- **PARTS OF THE EXERCISE**:
a) According to the Southern Cross review, whose advice does General Robert E. Lee take for the third day at Gettysburg?
b) Continue the Southern Cross review from its last sentence.

**** TEXT SEGMENT

Wednesday, February 19, 2014

Review: Southern Cross: Annuit Coeptis by Dorvall and Philip Renne

American Civil War alternate histories are a dime a dozen. It has become hard to bring something new and fresh to the concept, but I think the good folks at Sekwana Comics have made a good start with their graphic novel Southern Cross: Annuit Coepti, volume one in the CSA Confederate States of America series. Written by Dorvall and illustrated by Philip Renne, the series will showcase the post-war world where the South won the Civil War, without the aid of alien space bats. But does Volume 1 hold up?

At the Battle of Gettysburg, General Robert E. Lee takes Longstreet's advice for the third day of battle turning Gettysburg into the ultimate Confederate victory. Washington is captured, Lincoln is overthrown in a coup led by McClellan, large swatches of Union territory is ceded to the Confederacy and free blacks who fought for the North are marched south to be sold into slavery. We see this from the point of view of various historical figures and four fictional characters who are implied to have larger roles as the series progresses.

********
**** STORED ROWS

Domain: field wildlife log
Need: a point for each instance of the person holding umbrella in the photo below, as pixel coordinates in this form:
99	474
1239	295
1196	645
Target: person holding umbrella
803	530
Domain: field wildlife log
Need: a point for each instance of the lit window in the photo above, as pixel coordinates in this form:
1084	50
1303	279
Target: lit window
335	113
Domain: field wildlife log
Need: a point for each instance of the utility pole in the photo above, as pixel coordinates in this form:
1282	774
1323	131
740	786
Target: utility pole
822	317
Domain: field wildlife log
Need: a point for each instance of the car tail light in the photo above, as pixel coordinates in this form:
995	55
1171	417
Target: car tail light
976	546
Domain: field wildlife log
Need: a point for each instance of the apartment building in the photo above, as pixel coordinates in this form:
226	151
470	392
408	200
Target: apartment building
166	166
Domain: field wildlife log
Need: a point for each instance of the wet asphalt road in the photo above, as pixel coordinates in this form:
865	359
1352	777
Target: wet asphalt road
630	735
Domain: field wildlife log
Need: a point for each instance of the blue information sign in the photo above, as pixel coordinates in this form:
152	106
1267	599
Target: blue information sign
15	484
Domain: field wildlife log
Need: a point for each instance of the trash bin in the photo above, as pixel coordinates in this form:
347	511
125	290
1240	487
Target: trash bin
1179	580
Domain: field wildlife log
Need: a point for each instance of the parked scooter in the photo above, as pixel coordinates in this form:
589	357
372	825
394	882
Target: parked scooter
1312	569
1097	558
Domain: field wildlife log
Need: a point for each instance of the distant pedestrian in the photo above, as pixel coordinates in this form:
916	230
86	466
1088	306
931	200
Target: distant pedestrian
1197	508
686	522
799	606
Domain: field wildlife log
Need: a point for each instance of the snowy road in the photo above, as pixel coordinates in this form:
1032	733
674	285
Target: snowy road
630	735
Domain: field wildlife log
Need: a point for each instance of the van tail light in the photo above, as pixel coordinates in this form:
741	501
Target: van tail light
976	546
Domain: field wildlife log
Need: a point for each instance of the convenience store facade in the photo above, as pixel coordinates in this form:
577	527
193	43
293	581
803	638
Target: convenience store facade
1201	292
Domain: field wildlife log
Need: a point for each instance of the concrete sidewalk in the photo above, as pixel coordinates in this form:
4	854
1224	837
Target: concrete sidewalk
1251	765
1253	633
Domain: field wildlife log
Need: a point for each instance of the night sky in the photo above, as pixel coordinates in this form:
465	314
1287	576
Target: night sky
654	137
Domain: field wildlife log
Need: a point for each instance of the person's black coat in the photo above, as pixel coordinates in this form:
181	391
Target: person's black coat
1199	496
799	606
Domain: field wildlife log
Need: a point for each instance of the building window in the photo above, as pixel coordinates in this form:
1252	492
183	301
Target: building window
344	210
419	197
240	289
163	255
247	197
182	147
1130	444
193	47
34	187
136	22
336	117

********

- **THE RESPONSES**:
a) Longstreet's.

b)
I don't want to give to much of the plot away since the book is only 64 pages long. I was impressed by their ambitious plan to tell a pure alternate history in comic form, which is something you don't see often since most alternate history comics either involve superheroes or steampunk. There is a suggestion that someone is influencing events, but I am holding out hope that is not time travelers or other such ASB hand-waving. The illustrations by Renne were really good and captured the stark reality of war in mid 19th century. I also liked how the Confederacy was protrayed as being disorganized during the war, which is something even more traditional histories fail to grasp.

All that being I had a lot of issues with the scenario in general. Victory at the Battle of Gettysburg has become cliche and even some historians suggest that a Confederate victory would not have won the war for them. The Union would still have its defenses around Washington, their armies in the west and central Confederacy and their navy blockading southern ports. In Southern Cross, the Confederate victory completely destroys the Union's will to fight and they meekly surrender everything to the South. Considering the South only wanted independence, conquering the North just doesn't sound plausible. Even McClellan's coup is implausible and it is more believable that his bid to run for President in 1864 would have been successful with a loss at Gettysburg, followed by a negotiated peace where the South gains their independence with little loss to Union territories.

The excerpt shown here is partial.